Trasforma, per favore, tutte le righe dei dati qui sotto in un elenco numerato, tralasciando le righe vuote.

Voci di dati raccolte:
**********

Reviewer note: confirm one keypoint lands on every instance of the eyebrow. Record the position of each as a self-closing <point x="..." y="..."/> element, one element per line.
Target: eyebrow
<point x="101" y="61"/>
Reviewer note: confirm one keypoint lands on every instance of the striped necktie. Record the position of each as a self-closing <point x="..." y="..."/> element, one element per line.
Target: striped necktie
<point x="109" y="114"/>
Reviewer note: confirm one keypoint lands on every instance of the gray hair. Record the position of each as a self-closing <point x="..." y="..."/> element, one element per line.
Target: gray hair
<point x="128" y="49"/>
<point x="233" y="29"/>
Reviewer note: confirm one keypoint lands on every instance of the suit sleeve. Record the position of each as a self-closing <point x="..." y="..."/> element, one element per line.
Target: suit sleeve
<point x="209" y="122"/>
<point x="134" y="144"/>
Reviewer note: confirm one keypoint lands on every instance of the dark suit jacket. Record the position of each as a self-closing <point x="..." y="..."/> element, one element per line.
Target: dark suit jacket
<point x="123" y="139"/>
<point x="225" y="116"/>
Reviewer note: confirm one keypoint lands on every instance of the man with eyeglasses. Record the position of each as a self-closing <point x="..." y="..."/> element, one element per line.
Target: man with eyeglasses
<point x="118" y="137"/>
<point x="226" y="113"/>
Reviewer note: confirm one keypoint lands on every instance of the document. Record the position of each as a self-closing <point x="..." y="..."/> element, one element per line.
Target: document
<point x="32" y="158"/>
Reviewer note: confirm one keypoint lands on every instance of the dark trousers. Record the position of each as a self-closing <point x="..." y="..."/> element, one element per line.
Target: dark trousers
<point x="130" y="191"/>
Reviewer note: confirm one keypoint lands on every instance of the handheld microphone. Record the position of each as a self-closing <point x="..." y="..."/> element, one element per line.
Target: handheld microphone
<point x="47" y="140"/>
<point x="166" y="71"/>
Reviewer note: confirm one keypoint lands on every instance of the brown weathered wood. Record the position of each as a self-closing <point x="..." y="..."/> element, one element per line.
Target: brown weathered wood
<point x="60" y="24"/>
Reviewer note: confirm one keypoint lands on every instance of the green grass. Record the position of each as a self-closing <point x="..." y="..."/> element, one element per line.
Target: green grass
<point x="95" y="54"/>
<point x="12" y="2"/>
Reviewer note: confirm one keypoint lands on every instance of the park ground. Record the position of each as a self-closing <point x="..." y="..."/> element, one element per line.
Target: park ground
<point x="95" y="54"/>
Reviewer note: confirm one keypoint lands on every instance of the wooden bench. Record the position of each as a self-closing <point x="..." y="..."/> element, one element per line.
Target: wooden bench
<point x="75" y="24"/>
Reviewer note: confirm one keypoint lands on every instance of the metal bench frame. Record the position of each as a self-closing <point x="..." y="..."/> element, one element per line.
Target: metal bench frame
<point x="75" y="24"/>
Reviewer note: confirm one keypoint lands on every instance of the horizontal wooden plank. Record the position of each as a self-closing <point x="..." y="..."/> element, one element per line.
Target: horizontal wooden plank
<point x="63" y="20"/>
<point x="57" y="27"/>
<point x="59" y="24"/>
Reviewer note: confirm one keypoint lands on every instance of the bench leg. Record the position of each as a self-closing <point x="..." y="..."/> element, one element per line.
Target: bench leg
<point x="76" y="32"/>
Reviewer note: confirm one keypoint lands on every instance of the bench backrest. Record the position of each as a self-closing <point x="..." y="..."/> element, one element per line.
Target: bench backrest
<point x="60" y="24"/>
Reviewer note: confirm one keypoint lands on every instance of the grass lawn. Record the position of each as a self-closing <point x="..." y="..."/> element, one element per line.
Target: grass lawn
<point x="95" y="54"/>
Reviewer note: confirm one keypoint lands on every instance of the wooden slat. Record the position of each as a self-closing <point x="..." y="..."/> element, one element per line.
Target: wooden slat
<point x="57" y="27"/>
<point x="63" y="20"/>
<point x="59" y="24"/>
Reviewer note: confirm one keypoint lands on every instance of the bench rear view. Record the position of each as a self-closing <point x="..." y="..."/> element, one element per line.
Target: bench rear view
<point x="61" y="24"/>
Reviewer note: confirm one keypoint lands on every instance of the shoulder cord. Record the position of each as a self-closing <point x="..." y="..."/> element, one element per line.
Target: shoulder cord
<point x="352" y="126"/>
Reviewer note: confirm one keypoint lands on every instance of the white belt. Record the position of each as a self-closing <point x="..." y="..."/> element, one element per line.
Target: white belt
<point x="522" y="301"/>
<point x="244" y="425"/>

**********

● **Risposta qui sotto**:
1. Reviewer note: confirm one keypoint lands on every instance of the eyebrow. Record the position of each as a self-closing <point x="..." y="..."/> element, one element per line.
2. Target: eyebrow
3. <point x="101" y="61"/>
4. Reviewer note: confirm one keypoint lands on every instance of the striped necktie. Record the position of each as a self-closing <point x="..." y="..."/> element, one element per line.
5. Target: striped necktie
6. <point x="109" y="114"/>
7. Reviewer note: confirm one keypoint lands on every instance of the gray hair. Record the position of each as a self-closing <point x="..." y="..."/> element, one element per line.
8. Target: gray hair
9. <point x="128" y="49"/>
10. <point x="233" y="29"/>
11. Reviewer note: confirm one keypoint lands on every instance of the suit sleeve. Record the position of each as a self-closing <point x="..." y="..."/> element, one element per line.
12. Target: suit sleeve
13. <point x="209" y="122"/>
14. <point x="134" y="144"/>
15. Reviewer note: confirm one keypoint lands on every instance of the dark suit jacket. Record the position of each as a self-closing <point x="..." y="..."/> element, one element per line.
16. Target: dark suit jacket
17. <point x="123" y="139"/>
18. <point x="225" y="116"/>
19. Reviewer note: confirm one keypoint lands on every instance of the man with eyeglasses. Record the position of each as a self-closing <point x="..." y="..."/> element, one element per line.
20. Target: man with eyeglasses
21. <point x="118" y="137"/>
22. <point x="226" y="113"/>
23. Reviewer note: confirm one keypoint lands on every instance of the document. Record the position of each as a self-closing <point x="..." y="..."/> element, one element per line.
24. Target: document
25. <point x="32" y="158"/>
26. Reviewer note: confirm one keypoint lands on every instance of the dark trousers. Record the position of each as a self-closing <point x="..." y="..."/> element, one element per line.
27. Target: dark trousers
28. <point x="130" y="191"/>
29. Reviewer note: confirm one keypoint lands on every instance of the handheld microphone. Record the position of each as a self-closing <point x="..." y="..."/> element, one element per line.
30. Target: handheld microphone
31. <point x="47" y="140"/>
32. <point x="166" y="71"/>
33. Reviewer note: confirm one keypoint lands on every instance of the brown weathered wood. Record the position of each as a self-closing <point x="..." y="..."/> element, one element per line.
34. Target: brown weathered wood
35. <point x="60" y="24"/>
36. Reviewer note: confirm one keypoint lands on every instance of the green grass. Record the position of each as a self-closing <point x="..." y="..."/> element, one element per line.
37. Target: green grass
38. <point x="95" y="54"/>
39. <point x="12" y="2"/>
40. Reviewer note: confirm one keypoint lands on every instance of the park ground. Record the position of each as a self-closing <point x="..." y="..."/> element, one element per line.
41. Target: park ground
42. <point x="95" y="54"/>
43. Reviewer note: confirm one keypoint lands on every instance of the wooden bench. Record the position of each as a self-closing <point x="..." y="..."/> element, one element per line.
44. Target: wooden bench
45. <point x="75" y="24"/>
46. Reviewer note: confirm one keypoint lands on every instance of the metal bench frame. Record the position of each as a self-closing <point x="..." y="..."/> element, one element per line.
47. Target: metal bench frame
48. <point x="75" y="24"/>
49. Reviewer note: confirm one keypoint lands on every instance of the horizontal wooden plank. Record the position of each as a self-closing <point x="..." y="..."/> element, one element per line.
50. Target: horizontal wooden plank
51. <point x="63" y="20"/>
52. <point x="57" y="27"/>
53. <point x="59" y="24"/>
54. Reviewer note: confirm one keypoint lands on every instance of the bench leg. Record the position of each as a self-closing <point x="..." y="..."/> element, one element per line.
55. Target: bench leg
56. <point x="76" y="32"/>
57. Reviewer note: confirm one keypoint lands on every instance of the bench backrest. Record the position of each as a self-closing <point x="..." y="..."/> element, one element per line.
58. Target: bench backrest
59. <point x="60" y="24"/>
60. Reviewer note: confirm one keypoint lands on every instance of the grass lawn. Record the position of each as a self-closing <point x="..." y="..."/> element, one element per line.
61. Target: grass lawn
62. <point x="95" y="54"/>
63. Reviewer note: confirm one keypoint lands on every instance of the wooden slat. Record the position of each as a self-closing <point x="..." y="..."/> element, one element per line.
64. Target: wooden slat
65. <point x="57" y="27"/>
66. <point x="63" y="20"/>
67. <point x="59" y="24"/>
68. Reviewer note: confirm one keypoint lands on every instance of the bench rear view. Record the position of each as a self-closing <point x="..." y="..."/> element, one element per line.
69. Target: bench rear view
70. <point x="61" y="24"/>
71. Reviewer note: confirm one keypoint lands on every instance of the shoulder cord. Record the position of each as a self-closing <point x="..." y="..."/> element, one element per line.
72. Target: shoulder cord
73. <point x="352" y="126"/>
74. Reviewer note: confirm one keypoint lands on every instance of the white belt. Record the position of each as a self-closing <point x="..." y="..."/> element, one element per line.
75. Target: white belt
76. <point x="522" y="301"/>
77. <point x="244" y="425"/>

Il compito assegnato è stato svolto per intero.